## Start Records to process
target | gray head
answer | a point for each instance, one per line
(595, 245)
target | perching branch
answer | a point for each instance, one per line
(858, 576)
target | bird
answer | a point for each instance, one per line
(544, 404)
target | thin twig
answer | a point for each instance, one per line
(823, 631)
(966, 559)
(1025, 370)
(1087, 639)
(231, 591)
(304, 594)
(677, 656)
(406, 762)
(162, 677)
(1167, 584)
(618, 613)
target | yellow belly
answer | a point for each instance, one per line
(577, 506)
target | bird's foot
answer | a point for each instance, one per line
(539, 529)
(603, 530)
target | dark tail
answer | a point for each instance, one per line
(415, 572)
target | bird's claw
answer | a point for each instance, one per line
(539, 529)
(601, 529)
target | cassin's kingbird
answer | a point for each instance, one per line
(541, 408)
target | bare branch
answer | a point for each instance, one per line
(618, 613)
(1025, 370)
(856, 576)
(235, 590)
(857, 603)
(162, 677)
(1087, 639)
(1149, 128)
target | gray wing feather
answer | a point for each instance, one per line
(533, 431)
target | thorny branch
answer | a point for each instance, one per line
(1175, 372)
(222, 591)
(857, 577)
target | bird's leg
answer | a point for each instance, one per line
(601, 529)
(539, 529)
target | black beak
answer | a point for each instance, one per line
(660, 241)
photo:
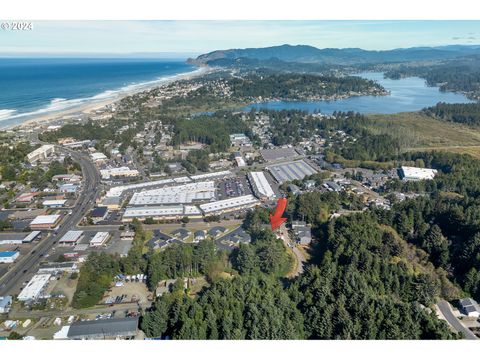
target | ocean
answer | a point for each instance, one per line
(408, 94)
(34, 87)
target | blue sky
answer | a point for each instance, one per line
(195, 37)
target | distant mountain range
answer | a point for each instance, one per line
(347, 56)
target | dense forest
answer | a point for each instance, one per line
(301, 86)
(364, 285)
(462, 74)
(468, 114)
(446, 222)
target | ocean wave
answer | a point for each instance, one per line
(61, 104)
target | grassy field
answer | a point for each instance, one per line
(416, 131)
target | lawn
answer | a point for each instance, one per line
(416, 131)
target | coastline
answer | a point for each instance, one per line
(94, 103)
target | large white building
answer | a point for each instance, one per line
(261, 186)
(45, 221)
(71, 237)
(214, 175)
(180, 194)
(100, 239)
(40, 154)
(167, 212)
(8, 257)
(228, 205)
(98, 157)
(414, 173)
(54, 203)
(34, 288)
(123, 171)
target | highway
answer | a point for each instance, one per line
(24, 269)
(446, 311)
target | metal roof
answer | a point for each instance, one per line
(45, 219)
(71, 236)
(104, 328)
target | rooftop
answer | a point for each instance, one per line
(104, 328)
(45, 219)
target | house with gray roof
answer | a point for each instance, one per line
(470, 307)
(115, 328)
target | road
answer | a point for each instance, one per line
(447, 312)
(14, 314)
(299, 258)
(299, 263)
(27, 265)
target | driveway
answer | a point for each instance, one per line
(447, 313)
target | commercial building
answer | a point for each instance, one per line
(71, 237)
(180, 194)
(11, 238)
(54, 268)
(295, 170)
(181, 234)
(111, 202)
(228, 205)
(25, 198)
(215, 175)
(166, 212)
(45, 222)
(302, 231)
(8, 257)
(261, 187)
(27, 214)
(413, 173)
(470, 307)
(199, 235)
(98, 157)
(115, 328)
(278, 154)
(32, 236)
(118, 191)
(239, 159)
(123, 171)
(99, 213)
(5, 304)
(54, 203)
(217, 231)
(40, 154)
(100, 239)
(332, 186)
(68, 188)
(67, 178)
(240, 140)
(33, 290)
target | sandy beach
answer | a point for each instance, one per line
(95, 104)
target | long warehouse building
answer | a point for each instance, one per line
(260, 185)
(294, 170)
(167, 212)
(228, 205)
(34, 288)
(181, 194)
## End Records to process
◆ Exercise brief
Print all of the entries above verbatim, omitting the pictures.

◆ Worked solution
target | gray head
answer | a point for each instance, one per line
(595, 245)
target | perching branch
answer | a point for each instance, one per line
(858, 576)
target | bird
answer | a point for each instance, one per line
(544, 404)
target | thin twig
answer | a point for each instance, one per line
(823, 631)
(966, 559)
(1025, 370)
(1087, 639)
(231, 591)
(304, 594)
(677, 656)
(406, 762)
(162, 677)
(1167, 584)
(618, 613)
target | yellow belly
answer | a point for each instance, one per line
(577, 506)
target | bird's foot
answer | a point for each instance, one per line
(539, 529)
(603, 530)
target | dark tail
answer | a point for each instance, one per line
(415, 572)
target | bird's claw
answer | a point for each instance, one per line
(539, 529)
(601, 529)
target | cassin's kingbird
answer | a point for each instance, one per line
(541, 408)
target | bare branch
answer | a point for each instance, one per line
(618, 613)
(1025, 370)
(856, 576)
(235, 590)
(857, 603)
(162, 677)
(1087, 639)
(1149, 128)
target | gray wing feather
answer | a point for each instance, one per line
(533, 431)
target | thorny branch
answer | a point for each instance, one per line
(1175, 372)
(222, 591)
(857, 577)
target | bird's leg
answer | a point for each instance, one per line
(601, 529)
(539, 529)
target | black beak
answer | a point for each instance, one per line
(660, 241)
photo:
target | ocean
answer | a point for each instance, one per line
(408, 94)
(34, 87)
target | blue sky
answer | a point for each instance, one per line
(195, 37)
target | distant mountain range
answer | a point for each instance, one per line
(347, 56)
target | dense forest
answer | a point for each instance, one per line
(301, 86)
(364, 285)
(462, 74)
(468, 114)
(446, 222)
target | ocean wave
answer | a point for each instance, one per line
(61, 104)
target | grassy field
answer | a point for each instance, one per line
(416, 131)
target | lawn
answer | a point for each instance, one per line
(416, 131)
target | coastline
answer | a point for each instance, one per line
(94, 103)
target | large white building
answer | a point for each instance, one per line
(261, 186)
(45, 221)
(71, 237)
(214, 175)
(180, 194)
(100, 239)
(40, 154)
(167, 212)
(8, 257)
(228, 205)
(98, 157)
(414, 173)
(54, 203)
(34, 288)
(123, 171)
target | highway
answer | a point for each instance, one per line
(24, 269)
(446, 311)
target | metal roof
answer | a point for each instance, one per line
(45, 219)
(71, 236)
(104, 328)
target | rooftop
answer | a point for each instance, one per line
(104, 328)
(45, 219)
target | house with gray roof
answer | a point for each instance, one per line
(470, 307)
(115, 328)
target | road
answer | a point for each instance, one per line
(447, 312)
(14, 314)
(299, 258)
(299, 263)
(27, 265)
target | driveway
answer | a point for each instance, one per line
(447, 313)
target | commercial building
answer | a point for each instance, one per line
(71, 237)
(180, 194)
(11, 238)
(54, 268)
(295, 170)
(181, 234)
(111, 202)
(228, 205)
(25, 198)
(215, 175)
(166, 212)
(45, 222)
(302, 231)
(8, 257)
(261, 187)
(27, 214)
(413, 173)
(470, 307)
(199, 235)
(98, 157)
(115, 328)
(278, 154)
(32, 236)
(118, 191)
(239, 159)
(123, 171)
(99, 213)
(5, 304)
(54, 203)
(217, 231)
(40, 154)
(100, 239)
(332, 186)
(68, 188)
(67, 178)
(240, 140)
(33, 290)
target | sandy beach
answer | a point for each instance, one per line
(95, 104)
target | long warehouse building
answer | a point for each instance, one per line
(260, 185)
(294, 170)
(167, 212)
(228, 205)
(34, 288)
(181, 194)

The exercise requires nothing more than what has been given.